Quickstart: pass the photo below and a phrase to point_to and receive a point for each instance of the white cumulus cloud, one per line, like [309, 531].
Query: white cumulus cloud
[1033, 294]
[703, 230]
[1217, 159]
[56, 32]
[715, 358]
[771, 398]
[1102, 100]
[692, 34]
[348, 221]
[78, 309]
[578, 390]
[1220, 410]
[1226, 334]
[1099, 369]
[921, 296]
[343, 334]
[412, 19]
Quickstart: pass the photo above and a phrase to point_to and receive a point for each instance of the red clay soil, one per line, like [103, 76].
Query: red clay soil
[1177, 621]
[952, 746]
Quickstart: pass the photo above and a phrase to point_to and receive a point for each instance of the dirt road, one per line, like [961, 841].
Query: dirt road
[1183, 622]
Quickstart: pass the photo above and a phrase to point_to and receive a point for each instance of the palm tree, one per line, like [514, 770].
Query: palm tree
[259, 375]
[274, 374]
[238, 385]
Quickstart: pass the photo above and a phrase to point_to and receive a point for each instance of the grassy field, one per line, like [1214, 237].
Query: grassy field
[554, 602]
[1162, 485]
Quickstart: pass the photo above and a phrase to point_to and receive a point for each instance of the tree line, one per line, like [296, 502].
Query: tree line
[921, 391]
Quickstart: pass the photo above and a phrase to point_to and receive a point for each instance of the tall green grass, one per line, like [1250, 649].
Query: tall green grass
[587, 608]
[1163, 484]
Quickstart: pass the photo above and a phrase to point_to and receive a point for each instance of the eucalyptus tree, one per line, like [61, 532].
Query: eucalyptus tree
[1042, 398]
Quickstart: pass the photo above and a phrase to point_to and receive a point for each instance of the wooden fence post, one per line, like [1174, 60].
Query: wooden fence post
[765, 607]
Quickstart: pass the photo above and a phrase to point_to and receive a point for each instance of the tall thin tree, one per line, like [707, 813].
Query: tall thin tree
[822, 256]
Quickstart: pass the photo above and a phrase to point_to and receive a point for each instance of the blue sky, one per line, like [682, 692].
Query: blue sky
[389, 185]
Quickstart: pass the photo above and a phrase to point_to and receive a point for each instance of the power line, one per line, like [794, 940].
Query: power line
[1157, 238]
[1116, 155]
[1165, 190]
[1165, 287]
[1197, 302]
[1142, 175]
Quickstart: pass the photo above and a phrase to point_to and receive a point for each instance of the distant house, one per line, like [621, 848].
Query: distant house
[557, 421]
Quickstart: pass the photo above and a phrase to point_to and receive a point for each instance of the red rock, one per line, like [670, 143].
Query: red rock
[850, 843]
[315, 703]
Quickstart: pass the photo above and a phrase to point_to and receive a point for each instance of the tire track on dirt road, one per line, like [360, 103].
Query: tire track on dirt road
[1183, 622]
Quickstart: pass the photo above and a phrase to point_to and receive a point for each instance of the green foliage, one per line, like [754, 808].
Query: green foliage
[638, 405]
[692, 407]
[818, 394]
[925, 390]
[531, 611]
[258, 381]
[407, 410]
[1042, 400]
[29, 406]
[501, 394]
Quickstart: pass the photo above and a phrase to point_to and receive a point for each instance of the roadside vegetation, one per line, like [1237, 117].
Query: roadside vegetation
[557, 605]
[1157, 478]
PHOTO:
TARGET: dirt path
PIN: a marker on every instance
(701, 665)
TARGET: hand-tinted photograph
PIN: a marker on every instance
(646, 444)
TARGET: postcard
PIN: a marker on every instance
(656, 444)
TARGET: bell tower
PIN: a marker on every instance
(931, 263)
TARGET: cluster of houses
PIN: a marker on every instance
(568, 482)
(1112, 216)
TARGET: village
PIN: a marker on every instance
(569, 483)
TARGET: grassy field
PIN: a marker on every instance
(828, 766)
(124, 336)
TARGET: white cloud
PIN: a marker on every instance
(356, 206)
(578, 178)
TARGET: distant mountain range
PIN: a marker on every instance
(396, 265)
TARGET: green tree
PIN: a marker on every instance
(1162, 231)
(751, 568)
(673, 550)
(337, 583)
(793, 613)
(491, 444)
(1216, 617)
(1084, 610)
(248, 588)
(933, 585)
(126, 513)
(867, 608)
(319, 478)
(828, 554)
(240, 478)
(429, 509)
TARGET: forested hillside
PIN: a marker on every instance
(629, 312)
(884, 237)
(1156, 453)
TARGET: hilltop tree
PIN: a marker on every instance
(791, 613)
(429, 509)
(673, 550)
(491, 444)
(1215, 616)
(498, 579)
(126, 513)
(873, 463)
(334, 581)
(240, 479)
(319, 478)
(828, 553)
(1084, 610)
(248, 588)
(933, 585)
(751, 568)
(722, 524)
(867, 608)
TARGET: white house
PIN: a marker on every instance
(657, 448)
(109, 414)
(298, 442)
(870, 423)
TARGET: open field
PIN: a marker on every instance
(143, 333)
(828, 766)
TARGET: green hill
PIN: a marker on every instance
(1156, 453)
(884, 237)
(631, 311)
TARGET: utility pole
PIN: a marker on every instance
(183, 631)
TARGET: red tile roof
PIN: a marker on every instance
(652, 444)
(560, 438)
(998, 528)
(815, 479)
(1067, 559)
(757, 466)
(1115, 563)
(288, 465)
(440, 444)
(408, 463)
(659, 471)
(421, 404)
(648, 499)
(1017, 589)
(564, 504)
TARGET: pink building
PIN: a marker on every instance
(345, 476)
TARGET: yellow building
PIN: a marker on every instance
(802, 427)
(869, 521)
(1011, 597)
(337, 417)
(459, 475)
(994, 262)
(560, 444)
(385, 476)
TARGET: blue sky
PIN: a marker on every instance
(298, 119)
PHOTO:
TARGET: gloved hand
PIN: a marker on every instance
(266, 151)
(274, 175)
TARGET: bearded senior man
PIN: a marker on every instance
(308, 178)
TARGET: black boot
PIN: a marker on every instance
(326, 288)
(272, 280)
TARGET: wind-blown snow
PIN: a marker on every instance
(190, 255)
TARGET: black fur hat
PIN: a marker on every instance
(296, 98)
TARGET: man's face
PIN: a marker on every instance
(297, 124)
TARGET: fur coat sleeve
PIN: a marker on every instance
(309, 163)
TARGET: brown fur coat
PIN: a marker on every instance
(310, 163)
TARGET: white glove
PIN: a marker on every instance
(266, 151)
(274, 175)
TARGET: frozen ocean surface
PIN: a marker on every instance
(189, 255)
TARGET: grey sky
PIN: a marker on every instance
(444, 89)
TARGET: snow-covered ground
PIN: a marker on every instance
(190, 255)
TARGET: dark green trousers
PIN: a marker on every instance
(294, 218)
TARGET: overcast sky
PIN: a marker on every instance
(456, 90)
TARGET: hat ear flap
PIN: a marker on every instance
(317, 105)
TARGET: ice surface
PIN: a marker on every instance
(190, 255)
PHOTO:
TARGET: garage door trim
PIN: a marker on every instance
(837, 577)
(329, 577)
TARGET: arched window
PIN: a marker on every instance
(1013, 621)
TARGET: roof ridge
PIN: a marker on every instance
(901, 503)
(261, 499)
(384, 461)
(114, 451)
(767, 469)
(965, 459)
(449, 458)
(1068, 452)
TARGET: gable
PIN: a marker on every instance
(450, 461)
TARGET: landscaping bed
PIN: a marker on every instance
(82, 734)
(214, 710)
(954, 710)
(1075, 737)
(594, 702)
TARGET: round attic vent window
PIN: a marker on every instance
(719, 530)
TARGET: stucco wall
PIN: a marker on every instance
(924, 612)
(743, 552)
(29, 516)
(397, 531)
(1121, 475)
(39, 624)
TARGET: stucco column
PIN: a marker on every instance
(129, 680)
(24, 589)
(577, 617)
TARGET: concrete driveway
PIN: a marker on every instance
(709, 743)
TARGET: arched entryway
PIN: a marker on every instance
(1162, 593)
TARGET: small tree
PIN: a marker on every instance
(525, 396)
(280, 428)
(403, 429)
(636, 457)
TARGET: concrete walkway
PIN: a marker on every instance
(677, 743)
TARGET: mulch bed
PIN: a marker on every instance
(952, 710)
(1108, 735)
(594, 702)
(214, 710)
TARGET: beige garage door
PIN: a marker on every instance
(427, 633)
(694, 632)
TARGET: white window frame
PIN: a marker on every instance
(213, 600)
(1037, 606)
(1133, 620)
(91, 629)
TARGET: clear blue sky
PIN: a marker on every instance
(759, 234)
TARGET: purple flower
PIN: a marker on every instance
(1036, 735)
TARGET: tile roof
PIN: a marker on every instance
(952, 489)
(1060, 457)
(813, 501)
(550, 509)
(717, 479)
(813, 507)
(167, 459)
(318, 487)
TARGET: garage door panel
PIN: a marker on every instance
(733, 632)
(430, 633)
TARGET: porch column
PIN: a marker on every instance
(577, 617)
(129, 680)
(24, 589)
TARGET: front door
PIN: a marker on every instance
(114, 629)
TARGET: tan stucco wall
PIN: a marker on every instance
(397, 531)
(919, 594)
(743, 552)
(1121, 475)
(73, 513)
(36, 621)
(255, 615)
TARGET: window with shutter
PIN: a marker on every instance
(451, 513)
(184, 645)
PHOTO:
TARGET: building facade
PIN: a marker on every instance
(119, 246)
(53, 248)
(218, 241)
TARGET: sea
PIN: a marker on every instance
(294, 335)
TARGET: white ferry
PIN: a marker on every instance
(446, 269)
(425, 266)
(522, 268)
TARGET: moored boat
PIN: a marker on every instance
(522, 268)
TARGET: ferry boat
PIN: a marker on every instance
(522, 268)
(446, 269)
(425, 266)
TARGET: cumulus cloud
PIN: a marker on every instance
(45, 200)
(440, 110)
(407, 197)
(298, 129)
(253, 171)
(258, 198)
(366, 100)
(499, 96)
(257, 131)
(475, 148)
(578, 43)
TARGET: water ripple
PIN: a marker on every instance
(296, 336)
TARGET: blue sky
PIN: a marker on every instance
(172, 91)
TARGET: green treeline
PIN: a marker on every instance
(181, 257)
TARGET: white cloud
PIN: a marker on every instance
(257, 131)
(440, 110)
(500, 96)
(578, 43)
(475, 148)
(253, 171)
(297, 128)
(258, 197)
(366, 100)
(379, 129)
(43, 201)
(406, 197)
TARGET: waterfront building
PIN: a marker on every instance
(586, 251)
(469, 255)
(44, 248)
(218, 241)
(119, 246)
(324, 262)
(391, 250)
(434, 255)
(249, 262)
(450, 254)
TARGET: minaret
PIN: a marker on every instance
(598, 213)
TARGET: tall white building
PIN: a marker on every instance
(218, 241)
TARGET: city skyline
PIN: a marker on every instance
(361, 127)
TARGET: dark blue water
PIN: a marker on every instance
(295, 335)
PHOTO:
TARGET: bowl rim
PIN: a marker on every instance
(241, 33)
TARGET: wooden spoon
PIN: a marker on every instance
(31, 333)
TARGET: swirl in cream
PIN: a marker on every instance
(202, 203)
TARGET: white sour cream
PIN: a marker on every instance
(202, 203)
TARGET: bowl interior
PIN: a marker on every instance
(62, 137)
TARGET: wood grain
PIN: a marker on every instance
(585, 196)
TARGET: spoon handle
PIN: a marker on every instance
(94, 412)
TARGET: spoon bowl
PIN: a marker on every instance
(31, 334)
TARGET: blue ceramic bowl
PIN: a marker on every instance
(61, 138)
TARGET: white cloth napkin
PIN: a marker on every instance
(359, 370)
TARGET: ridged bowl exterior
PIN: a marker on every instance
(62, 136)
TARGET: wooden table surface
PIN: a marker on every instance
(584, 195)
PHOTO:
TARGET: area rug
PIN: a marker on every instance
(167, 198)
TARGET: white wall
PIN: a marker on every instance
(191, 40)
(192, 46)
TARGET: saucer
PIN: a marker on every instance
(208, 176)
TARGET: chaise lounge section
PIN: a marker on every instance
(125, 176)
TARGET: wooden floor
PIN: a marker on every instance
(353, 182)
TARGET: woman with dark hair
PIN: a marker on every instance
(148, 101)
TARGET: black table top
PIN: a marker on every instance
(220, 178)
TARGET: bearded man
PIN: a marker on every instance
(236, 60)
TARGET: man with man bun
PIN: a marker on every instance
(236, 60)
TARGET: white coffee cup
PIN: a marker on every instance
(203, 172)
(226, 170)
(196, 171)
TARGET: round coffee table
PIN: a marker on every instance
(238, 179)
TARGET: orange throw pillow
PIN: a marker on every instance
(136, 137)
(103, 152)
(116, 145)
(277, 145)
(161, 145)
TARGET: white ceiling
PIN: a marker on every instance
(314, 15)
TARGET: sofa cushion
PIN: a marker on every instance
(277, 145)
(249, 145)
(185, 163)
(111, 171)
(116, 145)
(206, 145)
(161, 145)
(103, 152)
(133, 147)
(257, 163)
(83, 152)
##########
> _Stated problem_:
Quote the stretch from the first of the records through the line containing "[1102, 100]", both included, word for word.

> _Written response_:
Quickstart: pass the photo below and a phrase to point_to and receive a point for each instance of the white cumulus cloud, one per line, like [309, 531].
Query: white cumulus cloud
[1033, 294]
[703, 230]
[1217, 159]
[56, 32]
[715, 358]
[771, 398]
[1102, 100]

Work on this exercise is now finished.